▶ **What to do**: Rewrite all of the records below, replacing "Target" with "Object" wherever it occurs and keeping everything else the same. Leave the pictures out.

[start Exercise material]

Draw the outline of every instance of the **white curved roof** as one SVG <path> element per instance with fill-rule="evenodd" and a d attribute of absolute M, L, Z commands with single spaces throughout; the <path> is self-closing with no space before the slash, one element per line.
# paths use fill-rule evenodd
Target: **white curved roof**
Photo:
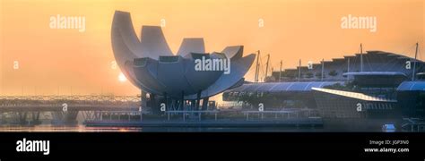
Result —
<path fill-rule="evenodd" d="M 201 97 L 206 97 L 234 87 L 243 80 L 256 57 L 254 54 L 242 57 L 243 46 L 228 47 L 223 54 L 204 54 L 203 38 L 184 38 L 174 55 L 160 27 L 143 26 L 139 41 L 130 13 L 126 12 L 115 13 L 111 32 L 114 56 L 126 77 L 148 93 L 167 93 L 178 98 L 182 92 L 186 99 L 195 99 L 199 92 Z M 230 74 L 195 71 L 194 56 L 198 55 L 212 59 L 230 58 Z"/>

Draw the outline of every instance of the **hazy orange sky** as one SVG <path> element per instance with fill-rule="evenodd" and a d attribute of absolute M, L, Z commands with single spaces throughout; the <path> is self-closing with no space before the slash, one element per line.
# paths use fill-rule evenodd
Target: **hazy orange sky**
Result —
<path fill-rule="evenodd" d="M 204 38 L 207 52 L 243 45 L 245 55 L 271 55 L 277 69 L 299 59 L 318 62 L 364 50 L 413 56 L 424 52 L 422 0 L 0 0 L 0 95 L 135 95 L 118 81 L 110 29 L 114 12 L 130 12 L 140 37 L 142 25 L 160 25 L 173 52 L 183 38 Z M 86 31 L 52 30 L 50 16 L 84 16 Z M 377 32 L 341 29 L 343 16 L 376 16 Z M 259 19 L 264 27 L 258 27 Z M 264 58 L 263 60 L 265 60 Z M 14 70 L 13 61 L 20 68 Z M 255 65 L 253 65 L 254 67 Z M 252 80 L 254 68 L 246 78 Z"/>

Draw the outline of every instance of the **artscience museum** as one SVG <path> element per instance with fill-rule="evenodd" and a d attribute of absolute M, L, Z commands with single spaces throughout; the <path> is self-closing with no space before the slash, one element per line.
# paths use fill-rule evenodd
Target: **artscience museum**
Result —
<path fill-rule="evenodd" d="M 256 58 L 243 56 L 243 46 L 206 53 L 202 38 L 183 38 L 173 54 L 159 26 L 143 26 L 139 39 L 126 12 L 116 11 L 111 34 L 117 64 L 141 89 L 142 106 L 153 111 L 160 102 L 176 110 L 206 109 L 210 97 L 243 84 Z"/>

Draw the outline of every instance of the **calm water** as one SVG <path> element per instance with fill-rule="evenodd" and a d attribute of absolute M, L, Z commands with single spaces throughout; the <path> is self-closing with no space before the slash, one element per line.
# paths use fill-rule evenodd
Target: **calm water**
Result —
<path fill-rule="evenodd" d="M 325 127 L 264 127 L 264 128 L 180 128 L 180 127 L 86 127 L 84 125 L 4 125 L 0 126 L 0 131 L 22 131 L 22 132 L 197 132 L 197 131 L 245 131 L 245 132 L 324 132 L 324 131 L 346 131 L 334 130 Z M 379 129 L 369 131 L 380 131 Z"/>

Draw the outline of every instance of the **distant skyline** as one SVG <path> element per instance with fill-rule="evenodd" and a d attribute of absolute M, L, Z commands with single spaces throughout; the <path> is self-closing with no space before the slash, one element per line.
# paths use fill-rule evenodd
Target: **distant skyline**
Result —
<path fill-rule="evenodd" d="M 0 0 L 0 95 L 139 94 L 113 67 L 116 10 L 131 13 L 139 38 L 142 25 L 165 25 L 173 53 L 184 38 L 204 38 L 209 53 L 243 45 L 245 55 L 261 50 L 264 64 L 270 54 L 274 70 L 281 60 L 286 69 L 353 55 L 360 43 L 413 57 L 419 42 L 425 58 L 422 0 Z M 62 17 L 83 18 L 83 30 L 61 29 Z M 352 17 L 375 19 L 376 28 L 342 24 Z M 245 78 L 254 72 L 252 65 Z"/>

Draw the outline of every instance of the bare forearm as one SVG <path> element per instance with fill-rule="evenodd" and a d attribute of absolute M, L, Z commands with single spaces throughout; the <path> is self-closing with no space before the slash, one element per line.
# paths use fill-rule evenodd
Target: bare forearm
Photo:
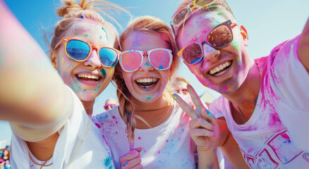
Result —
<path fill-rule="evenodd" d="M 217 157 L 217 149 L 212 151 L 201 151 L 198 154 L 198 168 L 199 169 L 215 169 L 219 168 L 218 158 Z"/>
<path fill-rule="evenodd" d="M 298 57 L 309 73 L 309 18 L 301 36 L 298 44 Z"/>
<path fill-rule="evenodd" d="M 59 123 L 72 111 L 69 91 L 40 45 L 0 6 L 0 118 L 30 127 Z"/>

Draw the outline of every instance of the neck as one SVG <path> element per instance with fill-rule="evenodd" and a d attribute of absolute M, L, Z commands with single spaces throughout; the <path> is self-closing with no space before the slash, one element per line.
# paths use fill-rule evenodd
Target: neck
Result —
<path fill-rule="evenodd" d="M 95 100 L 92 101 L 81 101 L 83 106 L 84 106 L 85 110 L 87 114 L 92 115 L 93 105 L 95 104 Z"/>
<path fill-rule="evenodd" d="M 172 101 L 171 97 L 170 100 Z M 172 104 L 169 104 L 163 94 L 152 103 L 141 102 L 136 99 L 132 101 L 135 107 L 134 114 L 145 121 L 135 118 L 136 128 L 138 129 L 147 129 L 161 125 L 169 118 L 173 110 Z"/>
<path fill-rule="evenodd" d="M 234 92 L 222 94 L 231 101 L 234 120 L 238 116 L 239 122 L 246 122 L 251 117 L 255 108 L 255 104 L 260 92 L 261 77 L 258 65 L 254 63 L 250 68 L 247 77 L 241 86 Z M 236 114 L 236 115 L 235 115 Z"/>

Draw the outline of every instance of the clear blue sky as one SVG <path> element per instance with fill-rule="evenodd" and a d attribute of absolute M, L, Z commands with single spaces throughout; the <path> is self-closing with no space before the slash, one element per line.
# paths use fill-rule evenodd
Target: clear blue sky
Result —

[end Exercise material]

▶ **Written answer**:
Draw the outline of every instance of the **white curved roof** as one SVG <path> element per instance with fill-rule="evenodd" and a d attribute of absolute M, L, Z commands with single spaces throughout; the <path> is self-closing with no space before the slash, one element per line.
# paths use fill-rule evenodd
Object: **white curved roof**
Photo:
Result —
<path fill-rule="evenodd" d="M 201 97 L 206 97 L 234 87 L 243 80 L 256 57 L 254 54 L 242 57 L 243 46 L 228 47 L 223 54 L 204 54 L 203 38 L 184 38 L 174 55 L 160 27 L 143 26 L 139 41 L 130 13 L 126 12 L 115 13 L 111 32 L 114 56 L 126 77 L 148 93 L 167 93 L 178 98 L 182 92 L 186 99 L 195 99 L 199 92 Z M 230 74 L 195 71 L 194 56 L 198 55 L 212 59 L 230 58 Z"/>

Draw the outline of every instance of the **hazy orange sky** as one SVG <path> element per instance with fill-rule="evenodd" and a d attribute of absolute M, L, Z commands with single spaces throughout; the <path> is self-closing with no space before the slash, one element per line.
# paths use fill-rule evenodd
Object: **hazy orange sky**
Result —
<path fill-rule="evenodd" d="M 204 38 L 207 52 L 243 45 L 245 55 L 271 55 L 277 69 L 299 59 L 318 62 L 364 50 L 413 56 L 424 52 L 422 0 L 0 0 L 0 95 L 135 95 L 118 81 L 110 29 L 114 12 L 130 12 L 140 37 L 142 25 L 160 25 L 173 52 L 183 38 Z M 86 31 L 52 30 L 50 16 L 84 16 Z M 377 32 L 341 29 L 343 16 L 376 16 Z M 259 19 L 264 27 L 258 27 Z M 264 58 L 263 60 L 265 60 Z M 14 70 L 13 61 L 20 68 Z M 255 65 L 253 65 L 254 67 Z M 252 80 L 254 68 L 246 78 Z"/>

Draw the outline of every instance of the **artscience museum** as one SVG <path> element per instance with fill-rule="evenodd" and a d attribute of absolute M, L, Z commands with single spaces throughout; the <path> is self-closing with no space before the slash, one element per line.
# paths use fill-rule evenodd
Object: **artscience museum**
Result —
<path fill-rule="evenodd" d="M 256 58 L 243 56 L 243 46 L 206 53 L 202 38 L 183 38 L 173 54 L 159 26 L 143 26 L 139 39 L 126 12 L 116 11 L 111 34 L 117 64 L 141 89 L 142 106 L 153 111 L 160 102 L 176 110 L 206 109 L 210 97 L 243 84 Z"/>

Draw the outline of every instance of the **calm water** as one SVG <path> element per instance with fill-rule="evenodd" and a d attribute of absolute M, L, Z commands with single spaces throughout; the <path> is self-closing with no space before the slash, one element per line.
# paths use fill-rule evenodd
Object: **calm water**
Result —
<path fill-rule="evenodd" d="M 325 127 L 264 127 L 264 128 L 180 128 L 180 127 L 86 127 L 84 125 L 4 125 L 0 126 L 0 131 L 22 131 L 22 132 L 197 132 L 197 131 L 245 131 L 245 132 L 324 132 L 324 131 L 346 131 L 334 130 Z M 379 129 L 369 131 L 380 131 Z"/>

Draw the outline of every instance of the **distant skyline** as one SVG <path> element per instance with fill-rule="evenodd" and a d attribute of absolute M, L, Z commands with single spaces throughout; the <path> is self-closing with no space before the slash, one element per line.
# paths use fill-rule evenodd
Object: **distant skyline**
Result —
<path fill-rule="evenodd" d="M 0 0 L 0 95 L 139 94 L 113 67 L 116 10 L 131 13 L 139 38 L 142 25 L 165 25 L 173 53 L 184 38 L 204 38 L 209 53 L 243 45 L 245 55 L 261 50 L 264 64 L 270 54 L 274 70 L 281 60 L 286 69 L 353 55 L 360 43 L 413 57 L 419 42 L 425 58 L 422 0 Z M 62 17 L 83 18 L 83 30 L 61 29 Z M 352 17 L 375 19 L 376 28 L 342 24 Z M 245 78 L 254 72 L 252 65 Z"/>

Draw the outline of every instance of the bare forearm as one SVG <path> element per instance with fill-rule="evenodd" and a d attribute of absolute M, L, Z commands with single spaces throughout; the <path> is self-closing with no space before the slash, one element per line.
# paths use fill-rule evenodd
Object: bare forearm
Photo:
Result —
<path fill-rule="evenodd" d="M 217 157 L 217 149 L 212 151 L 201 151 L 198 154 L 198 168 L 199 169 L 215 169 L 219 168 L 218 158 Z"/>
<path fill-rule="evenodd" d="M 298 57 L 309 73 L 309 18 L 301 36 L 298 44 Z"/>
<path fill-rule="evenodd" d="M 59 123 L 72 111 L 69 91 L 40 45 L 0 6 L 0 118 L 30 127 Z"/>

Draw the outline of every instance of the neck as one SVG <path> element per instance with fill-rule="evenodd" and a d attribute of absolute M, L, Z commands with single spaces throughout; the <path> is self-closing with no space before the slash, one element per line.
# paths use fill-rule evenodd
Object: neck
Result —
<path fill-rule="evenodd" d="M 95 100 L 92 101 L 81 101 L 83 106 L 84 106 L 85 110 L 87 114 L 92 115 L 93 105 L 95 104 Z"/>
<path fill-rule="evenodd" d="M 172 101 L 171 97 L 170 100 Z M 172 104 L 169 104 L 163 94 L 152 103 L 141 102 L 136 99 L 132 101 L 135 107 L 134 114 L 145 121 L 135 118 L 136 128 L 138 129 L 147 129 L 161 125 L 169 118 L 173 110 Z"/>
<path fill-rule="evenodd" d="M 234 92 L 222 94 L 231 101 L 234 120 L 238 116 L 239 122 L 246 122 L 251 117 L 255 108 L 255 104 L 260 92 L 261 77 L 258 65 L 254 63 L 250 68 L 247 77 L 241 86 Z M 236 114 L 236 115 L 235 115 Z"/>

Draw the outline of every instance of the clear blue sky as one SVG <path> element per instance with fill-rule="evenodd" and a d attribute of absolute M, L, Z commands with single spaces throughout; the <path> is self-closing with no space before the slash, one element per line.
# paths use fill-rule evenodd
Object: clear blue sky
Result —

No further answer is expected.